### STATED TASK
Write out the entries again exactly as they are given.
# LISTED RECORDS start
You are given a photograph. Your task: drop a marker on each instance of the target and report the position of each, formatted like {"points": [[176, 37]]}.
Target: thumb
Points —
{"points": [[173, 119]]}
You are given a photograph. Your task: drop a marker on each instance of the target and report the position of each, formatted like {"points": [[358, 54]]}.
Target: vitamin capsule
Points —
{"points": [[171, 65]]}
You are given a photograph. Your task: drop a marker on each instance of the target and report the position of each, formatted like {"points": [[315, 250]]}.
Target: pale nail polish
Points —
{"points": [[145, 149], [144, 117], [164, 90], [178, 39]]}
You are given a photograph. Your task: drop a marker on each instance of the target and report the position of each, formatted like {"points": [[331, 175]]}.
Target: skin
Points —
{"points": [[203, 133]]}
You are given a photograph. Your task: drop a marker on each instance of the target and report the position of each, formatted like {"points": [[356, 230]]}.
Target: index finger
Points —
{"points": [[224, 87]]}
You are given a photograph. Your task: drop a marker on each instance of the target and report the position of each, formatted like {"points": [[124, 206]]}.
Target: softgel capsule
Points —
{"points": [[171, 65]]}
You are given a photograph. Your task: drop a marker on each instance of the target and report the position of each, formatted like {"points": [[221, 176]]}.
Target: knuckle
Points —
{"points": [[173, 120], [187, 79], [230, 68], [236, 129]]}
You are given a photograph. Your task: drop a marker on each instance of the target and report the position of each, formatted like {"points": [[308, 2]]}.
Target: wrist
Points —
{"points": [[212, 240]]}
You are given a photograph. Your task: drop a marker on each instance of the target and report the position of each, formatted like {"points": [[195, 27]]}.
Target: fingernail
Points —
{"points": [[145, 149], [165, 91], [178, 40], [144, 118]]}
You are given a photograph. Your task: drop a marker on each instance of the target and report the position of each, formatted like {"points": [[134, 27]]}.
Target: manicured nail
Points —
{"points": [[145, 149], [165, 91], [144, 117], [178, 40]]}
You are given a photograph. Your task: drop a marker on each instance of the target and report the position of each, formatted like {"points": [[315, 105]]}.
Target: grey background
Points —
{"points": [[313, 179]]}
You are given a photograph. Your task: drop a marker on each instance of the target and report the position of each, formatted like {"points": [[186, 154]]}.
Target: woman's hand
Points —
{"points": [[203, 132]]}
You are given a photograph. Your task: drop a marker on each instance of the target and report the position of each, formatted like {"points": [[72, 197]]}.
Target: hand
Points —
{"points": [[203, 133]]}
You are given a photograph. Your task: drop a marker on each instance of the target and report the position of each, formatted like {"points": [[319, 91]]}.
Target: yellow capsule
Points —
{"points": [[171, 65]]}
# LISTED RECORDS end
### FINAL RESULT
You are given a photograph. Your task: drop a marker on each instance of the target and report the position of each, formatted like {"points": [[176, 37]]}.
Target: thumb
Points —
{"points": [[173, 119]]}
You are given a photograph. Your task: drop a marker on each instance of the target and report the position of each, formatted like {"points": [[358, 54]]}.
Target: vitamin capsule
Points —
{"points": [[171, 65]]}
You are given a photograph. Your task: drop a marker on each instance of the target and report the position of each, formatted like {"points": [[315, 250]]}.
Target: pale nail polish
Points —
{"points": [[145, 149], [144, 117], [164, 90], [178, 39]]}
You are given a photograph. Your task: drop a marker on each instance of the target and report the position of each, formatted like {"points": [[331, 175]]}.
Target: skin
Points —
{"points": [[203, 133]]}
You are given a photograph. Your task: drop a marker on each instance of the target and report the position of each, formatted like {"points": [[356, 230]]}.
Target: index finger
Points —
{"points": [[224, 87]]}
You are given a photograph. Your task: drop a marker on each instance of the target and report the position of each, formatted like {"points": [[124, 206]]}.
Target: softgel capsule
Points —
{"points": [[171, 65]]}
You are given a photograph. Your task: drop a marker on each instance of the target and report the position of each, formatted like {"points": [[221, 176]]}.
Target: knuckle
Points —
{"points": [[173, 120], [187, 79], [230, 68], [236, 129]]}
You are given a photograph. Your task: drop a marker on each instance of the target and report the position of each, formatted like {"points": [[308, 2]]}.
Target: wrist
Points —
{"points": [[212, 240]]}
You are given a photograph. Your task: drop a marker on each instance of the target and report the position of each, formatted like {"points": [[195, 27]]}.
Target: fingernail
Points —
{"points": [[145, 149], [165, 91], [178, 40], [144, 118]]}
You are given a photograph. Your task: drop a marker on each instance of the target and report the position of each, formatted like {"points": [[134, 27]]}.
Target: manicured nail
Points —
{"points": [[145, 149], [165, 91], [144, 117], [178, 40]]}
You are given a photograph. Your task: drop a marker on each instance of the target and report the position of each, formatted like {"points": [[315, 105]]}.
Target: grey background
Points —
{"points": [[313, 179]]}
You are given a photograph. Your task: drop a marker on each instance of the target and report the position of each, formatted like {"points": [[186, 154]]}.
Target: woman's hand
Points —
{"points": [[203, 132]]}
You are given a photograph. Your task: drop a marker on each instance of the target and report the position of each, formatted like {"points": [[72, 197]]}.
Target: hand
Points —
{"points": [[203, 133]]}
You are given a photograph. Your task: drop a marker on each instance of the target and report the position of each, formatted like {"points": [[319, 91]]}.
Target: yellow capsule
Points —
{"points": [[171, 65]]}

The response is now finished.